## Selected text

• • • •

Australia launched an online register of clinical trials so that patients can search for potential treatment opportunities as recruitment falls short for many Phase III efforts in the country, the Australian newspaper reported.
|Australia Health Minister Sussan Ley|
Australia's Health Minister Sussan Ley said a website would allow researchers, doctors and sponsors more detail in searching out the prospect of promising therapies after other avenues were exhausted, the newspaper said.
Clinical trials in Phase III usually use a control group taking placebos, and the article did not discuss that aspect, or whether informed consent rules would also be tweaked, or how the register would differ from sites like clinicaltrials.gov.
Other countries in Asia such as Singapore, South Korea and China also seek to attract early stage trails through simplified registration and online sites.
But the focus on Phase III recruitment in Australia would be an expansion of those efforts locally.
The Australian said that almost half of Phase III clinical trials in Australia fail to meet recruitment targets and that overall clinical trials conducted in Australia fell 7% between 2012 and 2013.
Australia has proposed a $20 billion Medical Research Future Fund paid for through government and copay contributions, with local venture capital firm Brandon Capital Partners earlier this year announcing an A$200 million fund focused on promising biotech.

• • • •

## Work to complete
a) Answer these questions using the article on Australia's clinical trial register.
(i) Who is named as Australia's Health Minister?
(ii) By what percentage did overall clinical trials conducted in Australia fall between 2012 and 2013?
(iii) How large is the fund that Brandon Capital Partners announced?
b) Resume the article on Australia's clinical trial register, picking up after its final sentence.

[Items from a data source]

• • • •

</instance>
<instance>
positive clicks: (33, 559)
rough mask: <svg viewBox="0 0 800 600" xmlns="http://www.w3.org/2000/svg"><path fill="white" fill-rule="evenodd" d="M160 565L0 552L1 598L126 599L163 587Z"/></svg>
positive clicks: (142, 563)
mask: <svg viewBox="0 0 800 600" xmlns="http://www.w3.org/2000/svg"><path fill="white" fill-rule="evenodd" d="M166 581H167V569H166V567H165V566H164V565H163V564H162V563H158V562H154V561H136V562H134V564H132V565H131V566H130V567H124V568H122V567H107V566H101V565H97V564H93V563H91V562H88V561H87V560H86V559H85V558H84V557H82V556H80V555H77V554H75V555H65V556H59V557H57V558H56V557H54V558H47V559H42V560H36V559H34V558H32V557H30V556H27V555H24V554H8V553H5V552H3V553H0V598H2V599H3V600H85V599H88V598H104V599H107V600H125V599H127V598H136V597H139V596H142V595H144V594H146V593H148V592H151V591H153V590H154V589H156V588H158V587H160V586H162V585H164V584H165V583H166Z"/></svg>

• • • •

## Task answers
a)
(i) Sussan Ley
(ii) 7%
(iii) A$200 million

b)
By contrast regionally, India, with the world's second-largest population at 1.3 billion, fails to attract fewer than 2% of global trials, leading to calls for the government and domestic drugmakers to take a greater interest, according to the Times of India.
One expert noted that India and the United States have, relatively speaking, "a comparable disease burden," but the United States files 20 times the number of drug patents filed in India.
Another expert cited by the Times of India said the reason has to do with India's bad reputation in the clinical trial sector, probably deserved since, as he said, "there are no rules to govern clinical trials in India, which is the foremost requirement before we start trials."
India's other problem, he said, is there is less awareness about trials there compared to the States, thus sharing some of Australia's problem.